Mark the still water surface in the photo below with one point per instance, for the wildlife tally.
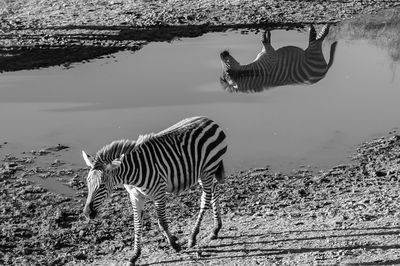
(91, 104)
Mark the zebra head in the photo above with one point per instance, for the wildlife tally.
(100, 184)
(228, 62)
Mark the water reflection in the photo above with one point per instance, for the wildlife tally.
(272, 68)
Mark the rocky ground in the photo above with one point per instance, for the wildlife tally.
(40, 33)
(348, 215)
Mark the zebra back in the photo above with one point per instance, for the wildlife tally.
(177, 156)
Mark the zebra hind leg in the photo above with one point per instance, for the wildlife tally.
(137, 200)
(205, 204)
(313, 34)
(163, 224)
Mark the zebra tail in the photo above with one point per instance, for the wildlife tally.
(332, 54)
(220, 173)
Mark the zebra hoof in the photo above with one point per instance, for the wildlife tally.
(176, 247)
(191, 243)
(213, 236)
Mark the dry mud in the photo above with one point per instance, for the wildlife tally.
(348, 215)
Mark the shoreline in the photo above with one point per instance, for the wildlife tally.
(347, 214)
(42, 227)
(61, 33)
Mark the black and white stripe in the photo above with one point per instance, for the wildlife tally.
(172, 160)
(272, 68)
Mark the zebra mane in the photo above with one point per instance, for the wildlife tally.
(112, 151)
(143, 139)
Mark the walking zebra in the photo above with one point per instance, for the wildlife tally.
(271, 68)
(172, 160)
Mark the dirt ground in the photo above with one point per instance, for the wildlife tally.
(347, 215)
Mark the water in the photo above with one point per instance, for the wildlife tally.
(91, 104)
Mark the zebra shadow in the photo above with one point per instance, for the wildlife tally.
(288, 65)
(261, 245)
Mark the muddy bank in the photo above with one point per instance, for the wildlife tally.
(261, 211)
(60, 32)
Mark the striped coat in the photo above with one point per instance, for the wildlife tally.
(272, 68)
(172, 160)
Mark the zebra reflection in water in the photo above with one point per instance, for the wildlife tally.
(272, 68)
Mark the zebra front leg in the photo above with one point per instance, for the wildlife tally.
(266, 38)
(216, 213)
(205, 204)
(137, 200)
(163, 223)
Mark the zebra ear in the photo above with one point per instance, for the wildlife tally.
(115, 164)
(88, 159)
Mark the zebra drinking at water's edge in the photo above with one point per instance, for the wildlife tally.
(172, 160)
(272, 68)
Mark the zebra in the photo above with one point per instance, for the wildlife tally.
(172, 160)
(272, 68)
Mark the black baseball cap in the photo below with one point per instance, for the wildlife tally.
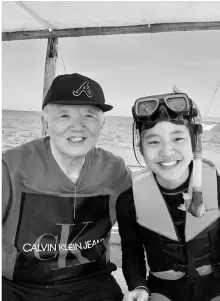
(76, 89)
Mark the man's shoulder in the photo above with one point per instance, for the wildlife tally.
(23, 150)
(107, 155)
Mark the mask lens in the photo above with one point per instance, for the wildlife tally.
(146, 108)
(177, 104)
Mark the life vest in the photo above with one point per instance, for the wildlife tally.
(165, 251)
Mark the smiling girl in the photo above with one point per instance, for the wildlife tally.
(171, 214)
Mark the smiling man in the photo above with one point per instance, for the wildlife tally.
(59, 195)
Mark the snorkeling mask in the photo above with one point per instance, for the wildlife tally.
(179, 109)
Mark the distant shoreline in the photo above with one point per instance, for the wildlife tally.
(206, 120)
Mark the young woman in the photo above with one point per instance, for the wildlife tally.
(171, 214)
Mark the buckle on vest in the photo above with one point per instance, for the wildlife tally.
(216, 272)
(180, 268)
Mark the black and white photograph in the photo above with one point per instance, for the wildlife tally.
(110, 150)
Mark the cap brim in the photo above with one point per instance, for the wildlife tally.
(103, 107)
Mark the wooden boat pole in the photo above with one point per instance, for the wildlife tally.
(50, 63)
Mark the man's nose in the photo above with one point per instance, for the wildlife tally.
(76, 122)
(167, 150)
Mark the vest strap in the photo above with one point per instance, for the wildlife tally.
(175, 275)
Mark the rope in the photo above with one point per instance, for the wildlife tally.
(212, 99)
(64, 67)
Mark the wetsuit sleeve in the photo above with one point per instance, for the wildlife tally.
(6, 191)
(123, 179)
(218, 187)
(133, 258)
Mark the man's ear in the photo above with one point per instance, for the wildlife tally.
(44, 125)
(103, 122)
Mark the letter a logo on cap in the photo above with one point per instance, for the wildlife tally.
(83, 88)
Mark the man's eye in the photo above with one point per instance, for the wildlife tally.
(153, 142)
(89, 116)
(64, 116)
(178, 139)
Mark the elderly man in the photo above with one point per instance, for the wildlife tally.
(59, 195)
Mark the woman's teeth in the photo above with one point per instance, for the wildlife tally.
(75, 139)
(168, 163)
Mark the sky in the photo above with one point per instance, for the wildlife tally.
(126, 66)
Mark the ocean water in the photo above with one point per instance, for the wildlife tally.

________________

▶ [Goal]: Print the entries above exactly, taking out only the pictures.

▶ [Exercise response]:
Mark the still water surface in the photo below with one point per instance, for the wildlife tally.
(91, 104)
Mark the zebra head in the photo above with one point per instance, for the wildlife tally.
(100, 184)
(228, 62)
Mark the water reflection in the photo above with one point per instance, for the wildlife tally.
(272, 68)
Mark the rocky ground in the photo above with one point per instance, for the wildlife tally.
(40, 33)
(348, 215)
Mark the zebra back in the photo above with one point per instance, for the wildlife tally.
(177, 156)
Mark the zebra hind leg in the photo above with one point per instance, for the wildlife tally.
(137, 200)
(205, 204)
(313, 34)
(163, 224)
Mark the zebra tail in the photo above with one point per instance, for the wildlife tally.
(332, 54)
(220, 173)
Mark the zebra hoof in the photo above with one point per instance, for the wildlife tally.
(176, 247)
(191, 243)
(213, 236)
Mark the dry mud in the photo above with one point per instance, for the wildlife tally.
(348, 215)
Mark the shoreline in the photo above with one point per instance, for the wildlife tally.
(347, 214)
(42, 227)
(61, 33)
Mark the black and white stripe in the photo above with one point per instance, for the wildlife tally.
(172, 160)
(272, 68)
Mark the zebra mane in the photo above with one point per instance, for the wildlife tally.
(112, 151)
(143, 139)
Mark the walking zebra in the photo above with one point per instance, for the wildlife tally.
(271, 68)
(172, 160)
Mark the dirt ground in the photo above with one point per instance, for the wildlife tally.
(347, 215)
Mark the water in the photo above with one point per instance, for the wildlife tally.
(91, 104)
Mark the zebra shadow in the photo above with one point per instance, for the wildlife tally.
(288, 65)
(261, 245)
Mark the muddy bank in the photo above with one point per instance, for the wildlife tally.
(261, 211)
(60, 32)
Mark the striped coat in the photo above with one point per instance, for the wildlife tally.
(272, 68)
(172, 160)
Mark the zebra reflection in water in the photo above with one point per instance, for the wildlife tally.
(272, 68)
Mark the zebra front leg in the photo above with one point per instance, for the wildlife tally.
(266, 38)
(216, 213)
(205, 204)
(137, 200)
(163, 223)
Mark the zebra ear in the photo above with one point per instance, for the wildlife tally.
(115, 164)
(88, 159)
Mark the zebra drinking at water's edge in the photo above with one point per instance, for the wildlife tally.
(172, 160)
(272, 68)
Mark the zebra in the photo above with one point per instance, for the wildlife tally.
(172, 160)
(272, 68)
Mark the black baseball cap in the photo below with one point per instance, for the wildlife tally.
(76, 89)
Mark the man's shoulder in the photo above with one point per instance, for the wildlife tally.
(23, 150)
(107, 155)
Mark the mask lens in the photo above with one point per instance, for the wildlife tally.
(146, 108)
(177, 104)
Mark the life vest in the photo above with one point per instance, for the wildlife tally.
(165, 251)
Mark the smiling girl in the photo above with one point per instance, for the wildlife tally.
(171, 214)
Mark the smiling man in the photo above with one point per instance, for the wildlife tally.
(59, 195)
Mark the snorkeling mask in the photo above with one point per instance, for the wildlife tally.
(179, 109)
Mark the distant shoreline in the photo above with one point per instance, for the wildlife tally.
(206, 120)
Mark the young woman in the photo above with one point per instance, for the wildlife tally.
(171, 214)
Mark the buckle on vest in the photo above with one point per instance, for the wildlife tally.
(216, 272)
(180, 268)
Mark the black and white photograph in the photo above with one point per instance, for the wildlife tally.
(110, 150)
Mark the cap brim in the photo above with one point per instance, for the wildlife tally.
(103, 107)
Mark the wooden boat pole in the photo above with one point per instance, for the wildlife tally.
(50, 63)
Mark the man's nose in the photo above with one point per instance, for the wildlife tally.
(76, 122)
(167, 150)
Mark the vest strap in the photo above with one point per instance, for the wildlife tally.
(175, 275)
Mark the rope in the photo above with one point per instance, for the wildlife tally.
(212, 99)
(64, 67)
Mark the wetsuit sleeve in the photo above with one point per instance, for the wildlife tally.
(6, 191)
(123, 179)
(218, 187)
(133, 258)
Mark the man's ear in the photo above with one point per instance, for the wildlife tally.
(44, 125)
(103, 122)
Mark the letter a logo on cap in the photo above with one point per instance, for the wildlife tally.
(83, 88)
Mark the man's eye in the photo above with one point per instance, for the wildlife tally.
(153, 142)
(89, 116)
(64, 116)
(178, 139)
Mark the elderly man in the photo above with one point per instance, for the wildlife tally.
(59, 195)
Mark the woman's teeth in the photo above with one point per instance, for the wildlife tally.
(75, 139)
(168, 163)
Mark the sky in the photo above with one point per instance, for the wildlife tally.
(126, 66)
Mark the ocean water in the photo above with one point per instance, for the wildlife tally.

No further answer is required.